**GIVEN TASK**. Please output every line of the rows below exactly as they appear, leaving out the pictures.

(Excerpts of location labeling data)
•••

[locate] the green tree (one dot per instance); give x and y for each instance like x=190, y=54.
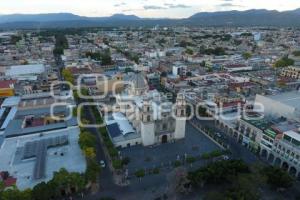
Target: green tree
x=247, y=55
x=140, y=173
x=296, y=53
x=68, y=76
x=284, y=62
x=117, y=164
x=86, y=139
x=90, y=153
x=277, y=178
x=189, y=51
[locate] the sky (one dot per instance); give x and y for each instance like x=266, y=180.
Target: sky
x=141, y=8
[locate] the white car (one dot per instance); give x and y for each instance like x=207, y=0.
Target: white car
x=102, y=163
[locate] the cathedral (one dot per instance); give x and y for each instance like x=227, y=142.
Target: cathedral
x=145, y=116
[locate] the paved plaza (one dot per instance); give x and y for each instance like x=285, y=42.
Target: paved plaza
x=194, y=144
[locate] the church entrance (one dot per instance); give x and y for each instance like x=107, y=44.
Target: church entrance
x=164, y=139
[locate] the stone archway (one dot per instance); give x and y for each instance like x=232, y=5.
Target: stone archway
x=293, y=171
x=164, y=139
x=231, y=132
x=271, y=158
x=264, y=154
x=277, y=162
x=285, y=166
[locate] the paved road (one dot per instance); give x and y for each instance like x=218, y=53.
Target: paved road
x=150, y=187
x=238, y=151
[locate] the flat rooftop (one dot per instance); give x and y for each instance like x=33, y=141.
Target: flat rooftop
x=289, y=98
x=67, y=156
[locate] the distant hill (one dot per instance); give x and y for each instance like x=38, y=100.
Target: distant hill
x=248, y=17
x=226, y=18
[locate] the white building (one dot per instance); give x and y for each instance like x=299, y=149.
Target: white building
x=281, y=105
x=25, y=72
x=146, y=117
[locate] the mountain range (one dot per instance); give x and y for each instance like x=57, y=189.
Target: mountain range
x=225, y=18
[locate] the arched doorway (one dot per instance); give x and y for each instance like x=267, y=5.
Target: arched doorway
x=271, y=158
x=293, y=171
x=277, y=162
x=285, y=166
x=164, y=139
x=264, y=154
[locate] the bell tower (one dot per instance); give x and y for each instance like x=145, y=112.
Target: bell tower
x=147, y=123
x=180, y=114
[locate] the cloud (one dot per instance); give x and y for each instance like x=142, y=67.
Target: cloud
x=152, y=7
x=229, y=5
x=169, y=5
x=120, y=4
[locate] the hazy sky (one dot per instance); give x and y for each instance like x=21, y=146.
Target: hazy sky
x=142, y=8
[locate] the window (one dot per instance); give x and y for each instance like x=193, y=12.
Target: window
x=182, y=112
x=165, y=127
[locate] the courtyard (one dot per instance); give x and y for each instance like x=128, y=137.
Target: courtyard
x=165, y=155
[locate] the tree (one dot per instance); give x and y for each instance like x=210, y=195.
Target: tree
x=247, y=55
x=277, y=178
x=218, y=172
x=125, y=161
x=93, y=171
x=284, y=62
x=86, y=139
x=90, y=153
x=117, y=164
x=140, y=173
x=189, y=51
x=189, y=74
x=68, y=76
x=296, y=53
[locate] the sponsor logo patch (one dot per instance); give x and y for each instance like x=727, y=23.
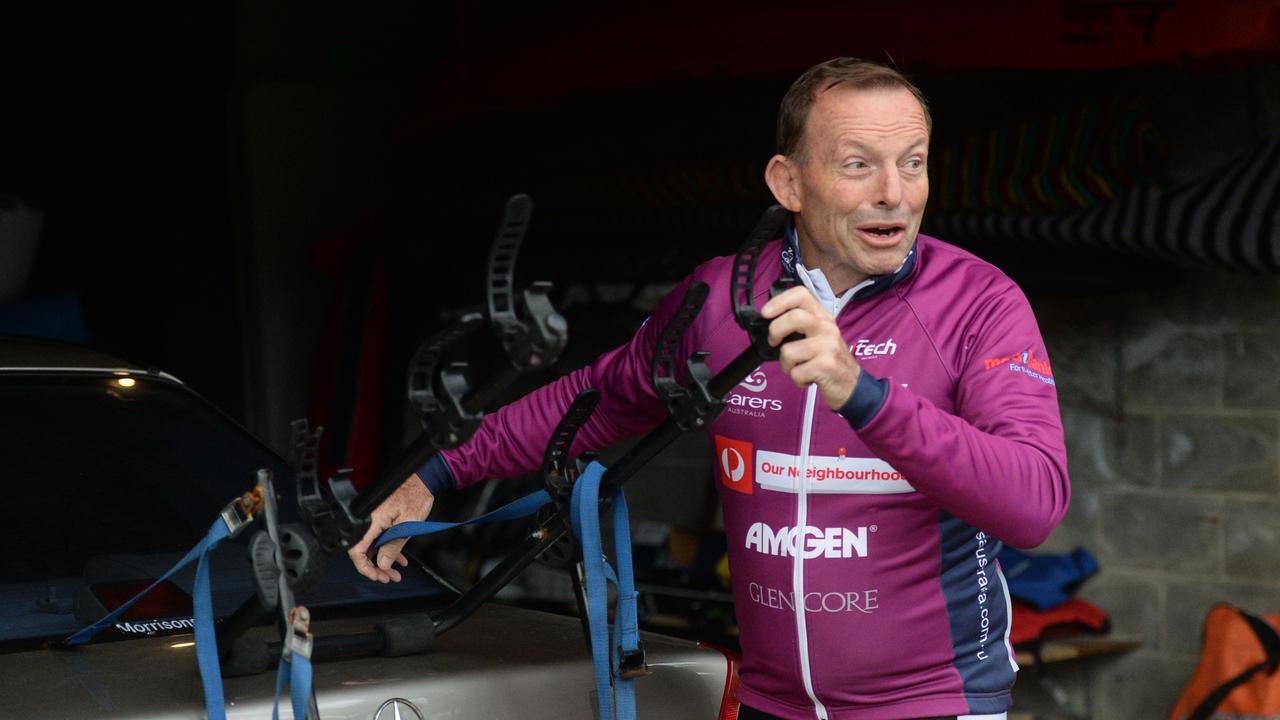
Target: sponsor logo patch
x=813, y=542
x=755, y=382
x=1024, y=363
x=865, y=601
x=868, y=349
x=735, y=464
x=780, y=472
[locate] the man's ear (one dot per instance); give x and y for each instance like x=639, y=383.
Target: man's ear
x=780, y=174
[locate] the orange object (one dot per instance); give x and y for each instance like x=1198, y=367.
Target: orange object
x=1237, y=670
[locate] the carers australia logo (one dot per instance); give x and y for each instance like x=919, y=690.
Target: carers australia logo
x=753, y=405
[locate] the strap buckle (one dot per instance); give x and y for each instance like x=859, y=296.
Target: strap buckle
x=631, y=662
x=297, y=639
x=242, y=510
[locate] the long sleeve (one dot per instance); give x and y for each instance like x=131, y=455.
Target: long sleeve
x=1000, y=461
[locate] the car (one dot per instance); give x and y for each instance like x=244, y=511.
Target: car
x=114, y=470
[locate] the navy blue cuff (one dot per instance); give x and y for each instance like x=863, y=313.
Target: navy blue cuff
x=435, y=475
x=868, y=397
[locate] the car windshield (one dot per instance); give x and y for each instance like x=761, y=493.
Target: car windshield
x=110, y=481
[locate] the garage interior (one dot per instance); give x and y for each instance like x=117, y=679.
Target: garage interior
x=278, y=203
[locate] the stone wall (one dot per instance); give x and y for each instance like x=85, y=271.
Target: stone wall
x=1171, y=408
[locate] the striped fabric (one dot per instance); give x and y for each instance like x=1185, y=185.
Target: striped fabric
x=1230, y=218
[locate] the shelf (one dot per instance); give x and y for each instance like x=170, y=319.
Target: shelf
x=1075, y=648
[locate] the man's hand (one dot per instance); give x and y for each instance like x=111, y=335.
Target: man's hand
x=411, y=501
x=822, y=356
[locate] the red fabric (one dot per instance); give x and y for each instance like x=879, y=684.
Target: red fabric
x=1072, y=618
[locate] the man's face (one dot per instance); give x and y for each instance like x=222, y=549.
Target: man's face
x=860, y=187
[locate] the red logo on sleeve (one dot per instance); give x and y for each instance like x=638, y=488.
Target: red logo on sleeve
x=735, y=461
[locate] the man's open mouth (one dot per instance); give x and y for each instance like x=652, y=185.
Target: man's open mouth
x=882, y=231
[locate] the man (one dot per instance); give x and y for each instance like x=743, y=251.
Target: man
x=869, y=477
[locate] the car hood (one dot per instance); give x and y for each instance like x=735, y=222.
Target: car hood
x=503, y=661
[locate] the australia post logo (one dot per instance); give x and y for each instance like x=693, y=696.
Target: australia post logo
x=735, y=459
x=1024, y=363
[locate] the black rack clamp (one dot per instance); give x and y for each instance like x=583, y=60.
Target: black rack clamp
x=533, y=336
x=693, y=405
x=743, y=288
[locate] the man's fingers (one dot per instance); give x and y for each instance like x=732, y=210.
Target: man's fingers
x=798, y=320
x=359, y=552
x=794, y=297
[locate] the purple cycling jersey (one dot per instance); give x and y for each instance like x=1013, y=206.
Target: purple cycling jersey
x=863, y=560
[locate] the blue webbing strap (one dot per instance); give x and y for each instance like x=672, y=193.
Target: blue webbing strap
x=295, y=671
x=202, y=610
x=613, y=692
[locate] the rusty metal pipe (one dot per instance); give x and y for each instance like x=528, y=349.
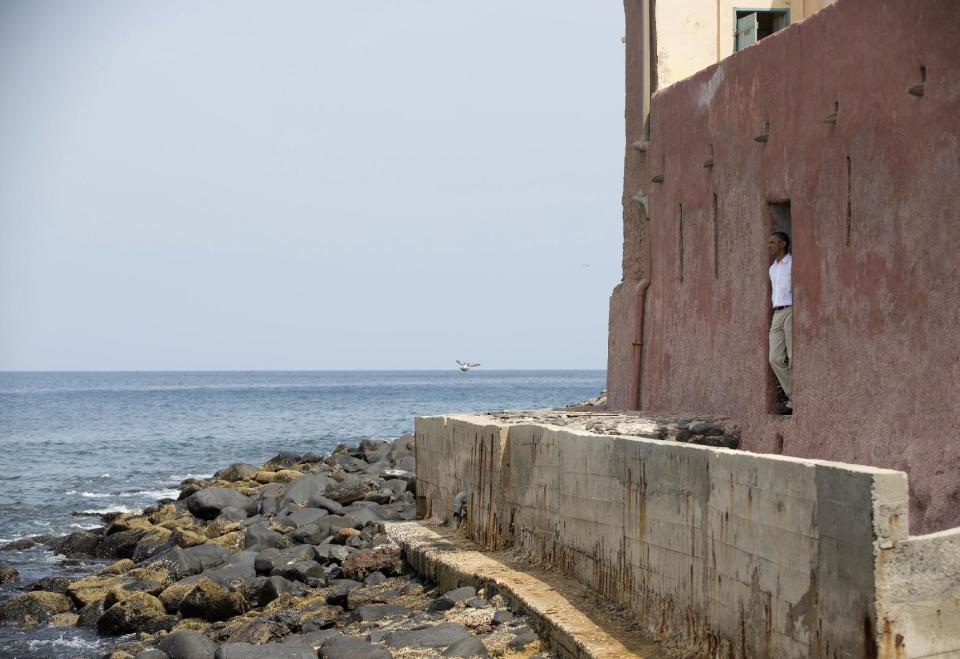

•••

**WRITTEN SOLUTION**.
[locate] the green tree (one dot per instance); give x and y for each instance like x=190, y=54.
Target: green tree
x=247, y=55
x=140, y=173
x=296, y=53
x=68, y=76
x=284, y=62
x=117, y=164
x=86, y=139
x=90, y=153
x=277, y=178
x=189, y=51
[locate] the sky (one dot per instance); give x and y for each instance like x=266, y=180.
Target: sky
x=141, y=8
[locate] the white car (one dot per instance); give x and y for each instance like x=207, y=0.
Target: white car
x=102, y=163
[locate] the cathedral (one dot per instance); give x and y for each instance like x=227, y=142.
Target: cathedral
x=145, y=116
[locate] the paved plaza (one dot per instance); give x and y for each instance like x=285, y=42.
Target: paved plaza
x=194, y=144
[locate] the church entrance (one dot per instance); give x and y for each instance like x=107, y=44.
Target: church entrance
x=164, y=139
[locate] the stone archway (one dot per instance); give x and y for each instance like x=232, y=5.
Target: stone archway
x=293, y=171
x=164, y=139
x=231, y=132
x=271, y=158
x=264, y=154
x=277, y=162
x=285, y=166
[locate] the paved road (one dot per instance); give x and y for each instance like x=218, y=53.
Target: paved road
x=150, y=187
x=238, y=151
[locate] the flat rooftop (one dot per instance); give x and y for each instance like x=33, y=141.
Target: flat rooftop
x=289, y=98
x=67, y=156
[locate] the distant hill (one dot per instance); give x and y for each instance like x=38, y=100.
Target: distant hill
x=248, y=17
x=226, y=18
[locate] the white building (one dot per instance); give x and y for each instance like x=299, y=149.
Target: white building
x=281, y=105
x=25, y=72
x=146, y=117
[locate] the mountain range (one dot per instance); give x and y for each instance like x=57, y=189.
Target: mountain range
x=225, y=18
[locate] the arched doorway (one dot per instance); give x and y for each instance like x=267, y=5.
Target: arched doorway
x=271, y=158
x=293, y=171
x=277, y=162
x=285, y=166
x=164, y=139
x=264, y=154
[locate] the bell tower (one dot per instance); give x and y for each instance like x=145, y=112.
Target: bell tower
x=147, y=123
x=180, y=114
[locate] the cloud (one dot per instance); give x and y for each instance like x=142, y=67.
Target: cloud
x=152, y=7
x=229, y=5
x=169, y=5
x=120, y=4
[locate] the hazy sky (one dot per instance); give x and y for each instance like x=21, y=146.
Target: hazy sky
x=142, y=8
[locate] the window (one dot per instance); give x and y for each instance like x=193, y=12.
Target: window
x=182, y=112
x=165, y=127
[locate] the courtyard (one dot per instance); give x and y for each instance like x=128, y=137.
Target: courtyard
x=165, y=155
[locate] the tree (one dot per instance); give x and y for each instance like x=210, y=195.
Target: tree
x=247, y=55
x=277, y=178
x=218, y=172
x=125, y=161
x=93, y=171
x=284, y=62
x=86, y=139
x=90, y=153
x=117, y=164
x=140, y=173
x=189, y=51
x=189, y=74
x=68, y=76
x=296, y=53
[locate] the sponsor logo patch (one dot per instance); give x and y for each instance like x=727, y=23.
Target: sponsor logo patch
x=813, y=542
x=755, y=382
x=1024, y=363
x=865, y=601
x=868, y=349
x=735, y=464
x=780, y=472
[locate] the man's ear (one dot per instance); give x and y for each instance like x=639, y=383.
Target: man's ear
x=780, y=174
[locate] the orange object (one dot per instance); give x and y for each instance like x=1198, y=367.
Target: orange object
x=1237, y=670
[locate] the carers australia logo (one dot per instance); give x and y for each instance like x=919, y=690.
Target: carers australia logo
x=753, y=405
[locate] the strap buckle (one dot per instance); give x and y for each instance like x=859, y=296.
Target: strap buckle
x=631, y=662
x=297, y=639
x=242, y=510
[locate] the long sleeve (one dot per instance); give x and y for each instance like x=131, y=455.
Target: long sleeve
x=1000, y=461
[locate] the car (one dot per instance); give x and y for each instance like x=244, y=511.
Target: car
x=114, y=470
[locate] the navy blue cuff (one dot per instance); give x and y for each instance like x=863, y=313.
Target: navy blue cuff
x=435, y=475
x=868, y=397
[locate] the car windshield (one dot per instance); give x and y for each instance like x=761, y=493.
Target: car windshield
x=110, y=481
[locate] the garage interior (one dot per instance); give x and y for each instance like x=117, y=679.
Target: garage interior
x=278, y=203
[locate] the stone wall (one dot per instance); give x and y for each instance like x=85, y=271.
Target: stone wall
x=1171, y=408
[locate] the striped fabric (one dot per instance); give x and y for each instance like x=1185, y=185.
Target: striped fabric
x=1230, y=218
[locate] the shelf (one dot per instance); give x and y for each instance like x=170, y=319.
Target: shelf
x=1075, y=648
[locate] the man's hand (one dot per instance); give x and y for each instance like x=111, y=335.
Target: man's hand
x=411, y=501
x=822, y=356
[locate] the red fabric (one dot per instance); give x and y for each instance like x=879, y=684.
Target: red fabric
x=1072, y=618
[locate] the man's face (one dot per instance); give x and y for each instance like x=222, y=549.
Target: man's face
x=860, y=187
[locate] the red logo on sleeve (one dot per instance); give x and y for each instance like x=638, y=488.
Target: red logo on sleeve
x=735, y=461
[locate] the man's open mouth (one dot per instance); give x and y for each instance like x=652, y=185.
Target: man's open mouth
x=882, y=231
[locate] the man (one dot per instance); give x and y for each instance like x=743, y=251.
Target: man
x=869, y=477
[locate] the car hood (one dot per instance); give x and y for each instance like x=735, y=222.
Target: car hood
x=503, y=661
[locate] the australia post logo (one dot per instance); give x and y for each instance like x=693, y=696.
Target: australia post logo
x=735, y=459
x=1024, y=363
[locate] the black rack clamp (one dot per instance); give x and y for each instance like x=583, y=60.
Target: black rack clamp
x=533, y=336
x=693, y=405
x=743, y=288
[locate] the man's fingers (one dot per instance); give x and y for each instance like x=732, y=210.
Target: man's fingers
x=798, y=320
x=359, y=552
x=794, y=297
[locate] the purple cycling jersey (one dot per instance); give x and y for each instance like x=1013, y=206.
Target: purple cycling jersey
x=863, y=560
[locate] the blue webbing strap (one dot per instance); give x and y for each instance like x=672, y=193.
Target: blue webbing strap
x=295, y=671
x=202, y=610
x=613, y=692
[locate] the rusty metal pipe (one dot per instance); give x and y for each instance like x=528, y=349.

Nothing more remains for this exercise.